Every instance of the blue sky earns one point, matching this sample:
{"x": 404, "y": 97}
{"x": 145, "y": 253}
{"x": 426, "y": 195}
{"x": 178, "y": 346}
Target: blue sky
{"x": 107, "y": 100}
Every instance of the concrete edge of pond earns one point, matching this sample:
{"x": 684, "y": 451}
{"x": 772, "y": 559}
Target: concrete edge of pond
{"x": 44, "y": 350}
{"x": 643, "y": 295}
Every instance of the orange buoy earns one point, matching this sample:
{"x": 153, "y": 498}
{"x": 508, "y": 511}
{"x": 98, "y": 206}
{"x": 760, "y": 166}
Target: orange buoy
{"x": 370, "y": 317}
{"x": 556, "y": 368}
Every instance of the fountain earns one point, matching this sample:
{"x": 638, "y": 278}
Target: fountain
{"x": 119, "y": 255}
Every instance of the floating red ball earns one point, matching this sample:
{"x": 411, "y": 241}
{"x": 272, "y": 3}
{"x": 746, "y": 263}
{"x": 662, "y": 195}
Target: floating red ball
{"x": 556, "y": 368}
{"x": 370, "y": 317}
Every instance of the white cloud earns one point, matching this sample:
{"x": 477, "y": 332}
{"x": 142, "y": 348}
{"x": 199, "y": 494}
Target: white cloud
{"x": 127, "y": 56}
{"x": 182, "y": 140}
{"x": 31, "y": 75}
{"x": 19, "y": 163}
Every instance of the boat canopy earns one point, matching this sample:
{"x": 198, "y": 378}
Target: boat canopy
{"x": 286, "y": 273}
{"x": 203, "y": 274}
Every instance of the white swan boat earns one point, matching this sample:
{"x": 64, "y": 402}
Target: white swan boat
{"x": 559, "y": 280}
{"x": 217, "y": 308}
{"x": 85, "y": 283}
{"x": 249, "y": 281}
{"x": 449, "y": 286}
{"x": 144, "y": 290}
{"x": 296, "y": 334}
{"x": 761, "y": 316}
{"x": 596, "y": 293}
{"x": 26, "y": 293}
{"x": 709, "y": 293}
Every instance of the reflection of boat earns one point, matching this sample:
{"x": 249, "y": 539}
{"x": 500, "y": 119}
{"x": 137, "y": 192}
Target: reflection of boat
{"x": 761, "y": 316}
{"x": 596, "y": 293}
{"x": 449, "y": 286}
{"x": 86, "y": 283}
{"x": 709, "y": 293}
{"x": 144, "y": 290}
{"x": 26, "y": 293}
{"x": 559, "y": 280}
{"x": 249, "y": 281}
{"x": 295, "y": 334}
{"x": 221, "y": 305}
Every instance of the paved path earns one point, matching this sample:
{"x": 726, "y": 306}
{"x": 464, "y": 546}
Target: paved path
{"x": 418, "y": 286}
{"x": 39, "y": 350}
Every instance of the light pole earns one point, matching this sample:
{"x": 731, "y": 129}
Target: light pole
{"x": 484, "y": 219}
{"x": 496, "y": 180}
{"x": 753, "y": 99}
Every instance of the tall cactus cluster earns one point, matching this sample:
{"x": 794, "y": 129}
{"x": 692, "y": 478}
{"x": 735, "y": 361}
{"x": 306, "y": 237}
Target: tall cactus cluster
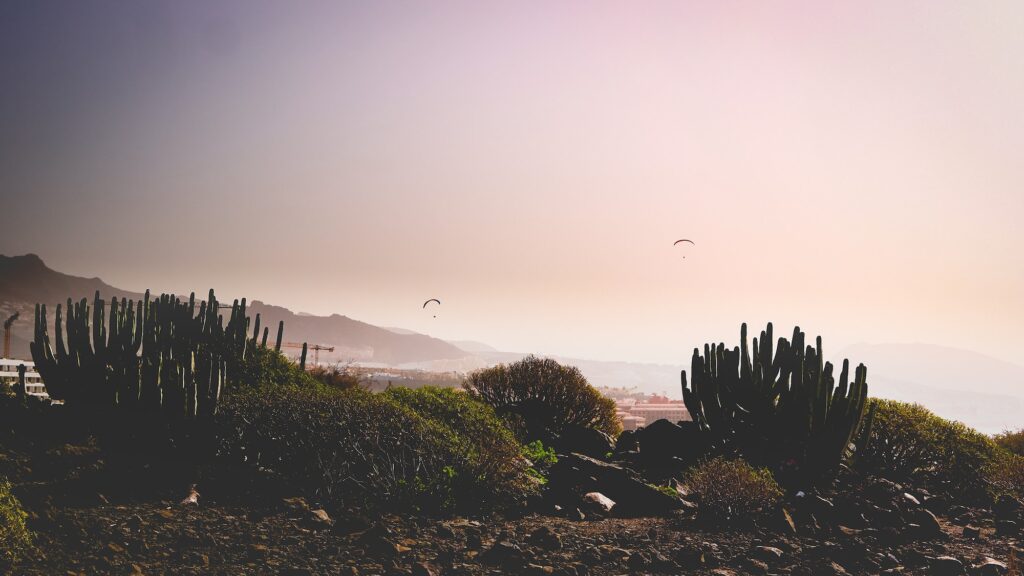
{"x": 156, "y": 356}
{"x": 781, "y": 405}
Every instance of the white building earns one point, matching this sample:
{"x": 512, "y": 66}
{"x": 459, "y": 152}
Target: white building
{"x": 33, "y": 382}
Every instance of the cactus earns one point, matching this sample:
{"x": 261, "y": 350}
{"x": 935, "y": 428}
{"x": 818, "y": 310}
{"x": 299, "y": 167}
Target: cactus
{"x": 155, "y": 356}
{"x": 780, "y": 405}
{"x": 22, "y": 389}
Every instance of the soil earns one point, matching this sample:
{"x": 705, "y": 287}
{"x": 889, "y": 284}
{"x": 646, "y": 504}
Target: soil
{"x": 93, "y": 516}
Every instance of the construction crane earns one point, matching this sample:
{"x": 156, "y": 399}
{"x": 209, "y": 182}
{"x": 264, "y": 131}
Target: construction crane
{"x": 6, "y": 334}
{"x": 314, "y": 347}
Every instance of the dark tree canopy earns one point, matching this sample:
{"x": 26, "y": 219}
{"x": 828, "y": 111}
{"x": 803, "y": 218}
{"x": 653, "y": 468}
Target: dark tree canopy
{"x": 546, "y": 395}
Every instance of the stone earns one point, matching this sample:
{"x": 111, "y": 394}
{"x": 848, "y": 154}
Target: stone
{"x": 546, "y": 538}
{"x": 945, "y": 566}
{"x": 424, "y": 569}
{"x": 505, "y": 554}
{"x": 930, "y": 527}
{"x": 768, "y": 553}
{"x": 320, "y": 519}
{"x": 1007, "y": 507}
{"x": 1007, "y": 528}
{"x": 597, "y": 503}
{"x": 990, "y": 567}
{"x": 583, "y": 440}
{"x": 632, "y": 495}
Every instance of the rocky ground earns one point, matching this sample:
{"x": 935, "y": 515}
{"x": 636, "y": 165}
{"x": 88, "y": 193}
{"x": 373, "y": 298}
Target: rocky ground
{"x": 93, "y": 517}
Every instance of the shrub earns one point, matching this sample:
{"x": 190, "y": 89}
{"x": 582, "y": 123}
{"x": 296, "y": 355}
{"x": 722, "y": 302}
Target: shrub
{"x": 1006, "y": 475}
{"x": 908, "y": 443}
{"x": 493, "y": 455}
{"x": 354, "y": 447}
{"x": 547, "y": 396}
{"x": 542, "y": 457}
{"x": 336, "y": 376}
{"x": 265, "y": 368}
{"x": 732, "y": 489}
{"x": 1012, "y": 441}
{"x": 15, "y": 540}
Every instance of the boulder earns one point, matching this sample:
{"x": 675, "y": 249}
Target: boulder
{"x": 945, "y": 566}
{"x": 990, "y": 567}
{"x": 663, "y": 440}
{"x": 633, "y": 497}
{"x": 583, "y": 441}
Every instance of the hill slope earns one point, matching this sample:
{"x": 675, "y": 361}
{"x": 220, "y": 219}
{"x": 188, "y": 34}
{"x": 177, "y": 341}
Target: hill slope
{"x": 27, "y": 280}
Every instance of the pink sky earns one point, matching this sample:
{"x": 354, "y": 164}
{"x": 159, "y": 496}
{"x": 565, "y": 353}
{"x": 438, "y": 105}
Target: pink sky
{"x": 853, "y": 170}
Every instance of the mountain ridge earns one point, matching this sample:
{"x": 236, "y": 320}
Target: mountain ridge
{"x": 27, "y": 280}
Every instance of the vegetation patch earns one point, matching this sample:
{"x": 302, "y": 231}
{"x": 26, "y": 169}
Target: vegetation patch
{"x": 731, "y": 489}
{"x": 15, "y": 540}
{"x": 908, "y": 443}
{"x": 545, "y": 396}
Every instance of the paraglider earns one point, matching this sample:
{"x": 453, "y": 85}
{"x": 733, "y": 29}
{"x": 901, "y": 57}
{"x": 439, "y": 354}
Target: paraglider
{"x": 432, "y": 300}
{"x": 683, "y": 240}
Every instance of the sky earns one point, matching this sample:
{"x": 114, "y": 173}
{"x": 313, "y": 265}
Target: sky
{"x": 850, "y": 167}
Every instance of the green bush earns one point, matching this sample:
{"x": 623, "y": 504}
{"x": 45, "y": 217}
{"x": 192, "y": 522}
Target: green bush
{"x": 542, "y": 457}
{"x": 265, "y": 368}
{"x": 547, "y": 396}
{"x": 337, "y": 376}
{"x": 1012, "y": 441}
{"x": 1006, "y": 475}
{"x": 732, "y": 489}
{"x": 908, "y": 443}
{"x": 354, "y": 447}
{"x": 15, "y": 540}
{"x": 493, "y": 455}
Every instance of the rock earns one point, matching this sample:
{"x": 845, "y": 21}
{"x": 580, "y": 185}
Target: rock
{"x": 632, "y": 495}
{"x": 664, "y": 441}
{"x": 505, "y": 554}
{"x": 595, "y": 503}
{"x": 296, "y": 503}
{"x": 546, "y": 538}
{"x": 1007, "y": 507}
{"x": 768, "y": 553}
{"x": 990, "y": 567}
{"x": 757, "y": 566}
{"x": 930, "y": 527}
{"x": 320, "y": 519}
{"x": 784, "y": 522}
{"x": 882, "y": 491}
{"x": 910, "y": 499}
{"x": 834, "y": 569}
{"x": 945, "y": 566}
{"x": 583, "y": 441}
{"x": 1007, "y": 528}
{"x": 424, "y": 569}
{"x": 627, "y": 442}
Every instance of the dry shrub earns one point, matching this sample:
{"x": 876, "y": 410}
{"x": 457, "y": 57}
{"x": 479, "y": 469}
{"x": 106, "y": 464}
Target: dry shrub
{"x": 546, "y": 395}
{"x": 732, "y": 489}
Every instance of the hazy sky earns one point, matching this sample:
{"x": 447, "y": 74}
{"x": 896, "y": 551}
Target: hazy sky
{"x": 853, "y": 167}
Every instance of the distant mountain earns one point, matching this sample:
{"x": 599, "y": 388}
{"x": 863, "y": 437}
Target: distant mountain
{"x": 977, "y": 389}
{"x": 27, "y": 280}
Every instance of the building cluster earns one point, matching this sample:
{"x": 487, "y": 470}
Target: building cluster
{"x": 636, "y": 413}
{"x": 33, "y": 382}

-- -- --

EXERCISE DIRECTIONS » Copy out exactly the lines running from the line with "Every instance of the dry" to the end of the records, inclusive.

ANSWER TO THIS TASK »
Every instance of the dry shrub earns one point, matching this sample:
{"x": 876, "y": 410}
{"x": 457, "y": 57}
{"x": 479, "y": 469}
{"x": 106, "y": 464}
Target: dry shrub
{"x": 546, "y": 395}
{"x": 732, "y": 489}
Every instance of the hazy sky earns one point, matching this sample:
{"x": 447, "y": 74}
{"x": 896, "y": 551}
Target: hazy sky
{"x": 853, "y": 167}
Every instance of the distant mountain earns one point, matching this sample:
{"x": 599, "y": 388}
{"x": 863, "y": 437}
Target: distant mountain
{"x": 977, "y": 389}
{"x": 27, "y": 280}
Every instance of the building cluster earns one point, matching this sample:
{"x": 487, "y": 470}
Target: building cluster
{"x": 636, "y": 413}
{"x": 33, "y": 382}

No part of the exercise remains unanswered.